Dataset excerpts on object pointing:
* * * * * * * * *

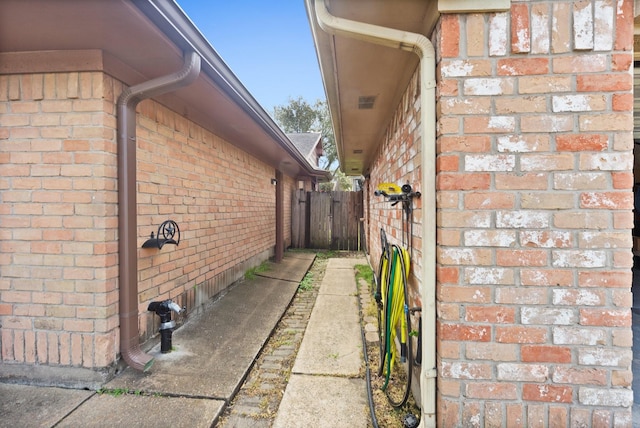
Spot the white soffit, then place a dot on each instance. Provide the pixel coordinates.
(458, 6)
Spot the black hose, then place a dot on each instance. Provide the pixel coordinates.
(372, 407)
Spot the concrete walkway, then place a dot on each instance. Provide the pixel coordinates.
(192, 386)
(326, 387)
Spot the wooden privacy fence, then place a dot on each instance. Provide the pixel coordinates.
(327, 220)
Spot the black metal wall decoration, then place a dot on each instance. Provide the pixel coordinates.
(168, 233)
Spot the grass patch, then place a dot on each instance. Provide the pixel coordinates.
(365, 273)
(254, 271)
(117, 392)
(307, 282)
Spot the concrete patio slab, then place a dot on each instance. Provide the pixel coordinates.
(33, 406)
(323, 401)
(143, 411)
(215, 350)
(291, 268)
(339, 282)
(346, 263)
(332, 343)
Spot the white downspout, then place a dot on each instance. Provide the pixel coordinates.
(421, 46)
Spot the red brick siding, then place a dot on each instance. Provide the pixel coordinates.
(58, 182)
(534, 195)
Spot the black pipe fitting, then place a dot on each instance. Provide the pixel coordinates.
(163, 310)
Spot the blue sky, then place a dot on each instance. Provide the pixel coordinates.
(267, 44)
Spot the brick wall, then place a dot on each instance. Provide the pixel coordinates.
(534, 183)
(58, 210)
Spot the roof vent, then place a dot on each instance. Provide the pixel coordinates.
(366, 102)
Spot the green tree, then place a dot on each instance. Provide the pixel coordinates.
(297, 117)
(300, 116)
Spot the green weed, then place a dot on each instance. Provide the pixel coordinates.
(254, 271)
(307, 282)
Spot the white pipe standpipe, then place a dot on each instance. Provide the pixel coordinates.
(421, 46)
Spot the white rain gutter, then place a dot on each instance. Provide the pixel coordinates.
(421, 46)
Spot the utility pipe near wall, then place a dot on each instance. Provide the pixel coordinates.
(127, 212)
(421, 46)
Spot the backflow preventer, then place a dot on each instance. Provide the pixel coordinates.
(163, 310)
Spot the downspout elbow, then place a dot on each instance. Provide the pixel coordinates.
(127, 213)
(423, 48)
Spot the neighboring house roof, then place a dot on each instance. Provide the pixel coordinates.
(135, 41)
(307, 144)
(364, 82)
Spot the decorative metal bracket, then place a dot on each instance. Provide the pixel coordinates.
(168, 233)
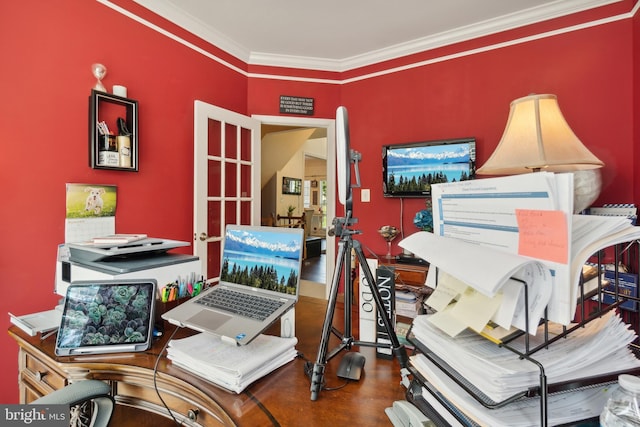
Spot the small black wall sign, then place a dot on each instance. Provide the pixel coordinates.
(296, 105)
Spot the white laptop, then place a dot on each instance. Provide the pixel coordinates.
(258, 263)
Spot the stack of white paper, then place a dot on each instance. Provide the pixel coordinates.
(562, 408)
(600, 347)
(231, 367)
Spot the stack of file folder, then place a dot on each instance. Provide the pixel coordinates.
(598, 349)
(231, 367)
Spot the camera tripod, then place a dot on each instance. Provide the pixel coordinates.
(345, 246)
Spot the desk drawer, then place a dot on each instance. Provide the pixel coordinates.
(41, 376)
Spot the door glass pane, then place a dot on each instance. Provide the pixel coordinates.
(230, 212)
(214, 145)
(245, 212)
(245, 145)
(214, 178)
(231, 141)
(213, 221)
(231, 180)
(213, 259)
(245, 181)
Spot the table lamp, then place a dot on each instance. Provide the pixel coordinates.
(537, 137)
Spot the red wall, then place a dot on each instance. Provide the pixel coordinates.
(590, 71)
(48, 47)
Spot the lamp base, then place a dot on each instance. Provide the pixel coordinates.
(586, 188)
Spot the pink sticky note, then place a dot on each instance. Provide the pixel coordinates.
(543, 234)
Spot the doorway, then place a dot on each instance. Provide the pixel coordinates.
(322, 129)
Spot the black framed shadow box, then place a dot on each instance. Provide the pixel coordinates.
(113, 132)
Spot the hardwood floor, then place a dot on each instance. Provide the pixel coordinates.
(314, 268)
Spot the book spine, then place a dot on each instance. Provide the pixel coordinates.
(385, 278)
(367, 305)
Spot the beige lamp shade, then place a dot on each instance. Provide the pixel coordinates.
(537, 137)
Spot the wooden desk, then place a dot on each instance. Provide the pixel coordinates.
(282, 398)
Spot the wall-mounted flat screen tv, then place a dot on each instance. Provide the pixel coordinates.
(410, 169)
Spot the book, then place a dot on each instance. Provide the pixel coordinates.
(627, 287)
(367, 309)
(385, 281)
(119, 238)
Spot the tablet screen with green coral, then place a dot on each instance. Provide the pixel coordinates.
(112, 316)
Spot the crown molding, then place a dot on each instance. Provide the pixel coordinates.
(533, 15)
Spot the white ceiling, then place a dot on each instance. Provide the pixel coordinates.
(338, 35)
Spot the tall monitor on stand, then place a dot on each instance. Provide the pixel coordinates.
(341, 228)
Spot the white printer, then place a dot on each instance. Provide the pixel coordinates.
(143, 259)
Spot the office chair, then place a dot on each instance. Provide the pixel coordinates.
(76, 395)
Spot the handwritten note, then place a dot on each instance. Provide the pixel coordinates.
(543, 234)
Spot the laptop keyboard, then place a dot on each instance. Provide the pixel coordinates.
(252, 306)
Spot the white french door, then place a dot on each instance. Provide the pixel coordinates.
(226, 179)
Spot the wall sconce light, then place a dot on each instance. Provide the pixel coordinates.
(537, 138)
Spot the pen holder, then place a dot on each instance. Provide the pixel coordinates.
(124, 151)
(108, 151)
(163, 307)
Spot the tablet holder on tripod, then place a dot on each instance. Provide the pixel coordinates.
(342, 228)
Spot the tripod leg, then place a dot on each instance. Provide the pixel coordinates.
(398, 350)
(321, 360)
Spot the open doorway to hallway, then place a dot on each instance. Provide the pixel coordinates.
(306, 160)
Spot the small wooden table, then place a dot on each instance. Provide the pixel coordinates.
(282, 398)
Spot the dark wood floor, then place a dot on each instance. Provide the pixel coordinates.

* * * * * * * * *

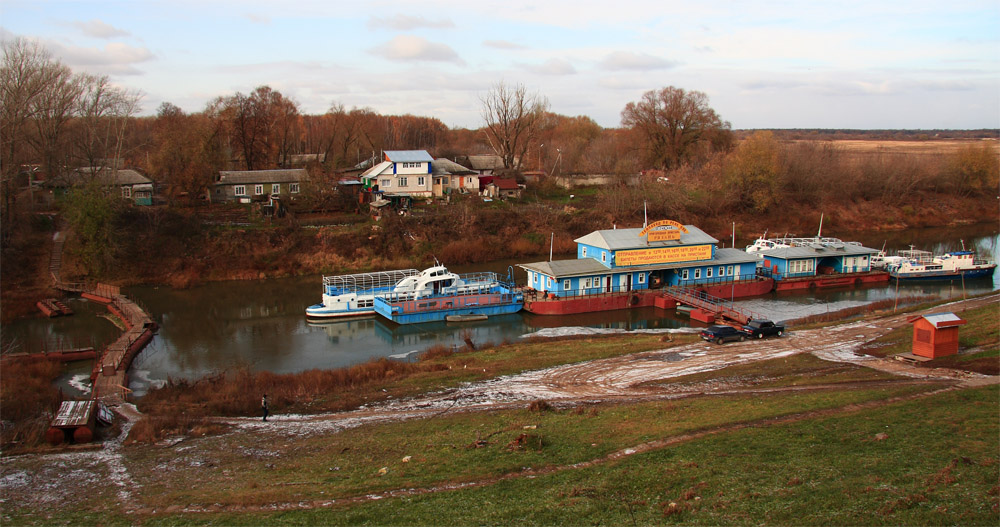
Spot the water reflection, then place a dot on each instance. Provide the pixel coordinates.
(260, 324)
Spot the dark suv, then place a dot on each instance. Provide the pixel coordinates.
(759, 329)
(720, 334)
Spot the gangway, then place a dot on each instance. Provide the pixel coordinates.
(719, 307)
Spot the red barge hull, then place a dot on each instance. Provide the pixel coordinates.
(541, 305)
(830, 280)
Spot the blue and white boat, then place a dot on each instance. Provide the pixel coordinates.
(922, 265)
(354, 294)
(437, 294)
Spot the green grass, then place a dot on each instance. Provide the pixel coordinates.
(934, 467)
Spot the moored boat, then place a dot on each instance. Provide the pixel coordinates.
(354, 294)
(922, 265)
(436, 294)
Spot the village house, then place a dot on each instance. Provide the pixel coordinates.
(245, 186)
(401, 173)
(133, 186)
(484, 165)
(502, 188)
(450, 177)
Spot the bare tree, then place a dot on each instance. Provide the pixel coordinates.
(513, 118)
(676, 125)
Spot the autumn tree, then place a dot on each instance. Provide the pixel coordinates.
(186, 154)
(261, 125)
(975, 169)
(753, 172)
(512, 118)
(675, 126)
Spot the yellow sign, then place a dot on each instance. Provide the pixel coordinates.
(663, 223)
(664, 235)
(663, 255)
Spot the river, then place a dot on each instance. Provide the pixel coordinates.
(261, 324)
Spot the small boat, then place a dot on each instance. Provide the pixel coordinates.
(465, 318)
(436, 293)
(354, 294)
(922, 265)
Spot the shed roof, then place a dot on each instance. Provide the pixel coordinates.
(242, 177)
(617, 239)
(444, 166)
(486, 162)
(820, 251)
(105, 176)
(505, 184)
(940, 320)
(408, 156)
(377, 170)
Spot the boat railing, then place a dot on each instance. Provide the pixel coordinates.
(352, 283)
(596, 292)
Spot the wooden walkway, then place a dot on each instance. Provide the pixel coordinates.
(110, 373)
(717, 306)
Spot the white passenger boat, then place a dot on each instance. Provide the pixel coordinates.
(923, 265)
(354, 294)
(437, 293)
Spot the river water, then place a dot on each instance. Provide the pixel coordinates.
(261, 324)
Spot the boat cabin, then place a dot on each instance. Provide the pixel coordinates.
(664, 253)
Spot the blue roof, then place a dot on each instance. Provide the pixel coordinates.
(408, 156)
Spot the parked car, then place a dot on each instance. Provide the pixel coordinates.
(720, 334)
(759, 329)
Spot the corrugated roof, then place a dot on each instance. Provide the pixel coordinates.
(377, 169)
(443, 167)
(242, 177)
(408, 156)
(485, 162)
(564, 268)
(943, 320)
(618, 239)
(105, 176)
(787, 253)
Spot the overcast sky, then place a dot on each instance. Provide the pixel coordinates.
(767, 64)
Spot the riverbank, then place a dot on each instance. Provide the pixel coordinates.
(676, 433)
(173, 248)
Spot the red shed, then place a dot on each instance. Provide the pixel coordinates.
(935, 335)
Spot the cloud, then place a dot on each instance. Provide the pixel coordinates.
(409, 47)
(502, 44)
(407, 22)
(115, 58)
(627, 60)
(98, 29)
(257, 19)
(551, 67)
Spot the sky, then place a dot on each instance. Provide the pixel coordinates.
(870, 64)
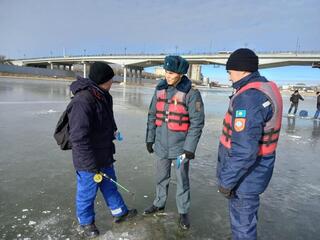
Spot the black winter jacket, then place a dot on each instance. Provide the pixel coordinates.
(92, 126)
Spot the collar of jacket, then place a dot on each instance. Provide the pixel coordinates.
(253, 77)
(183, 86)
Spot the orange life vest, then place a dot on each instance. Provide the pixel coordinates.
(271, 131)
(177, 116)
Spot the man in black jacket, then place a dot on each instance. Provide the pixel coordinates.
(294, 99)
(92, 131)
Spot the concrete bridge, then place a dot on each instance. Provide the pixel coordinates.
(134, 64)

* * * * * * * * *

Return every line of the data above that contains the string "stack", matching case exactly.

> [WRITTEN ANSWER]:
Spot the stack of white paper, then place a dot on each instance. Provide the pixel coordinates.
Spot the stack of file folder, then place a dot on each instance. Provide the pixel coordinates.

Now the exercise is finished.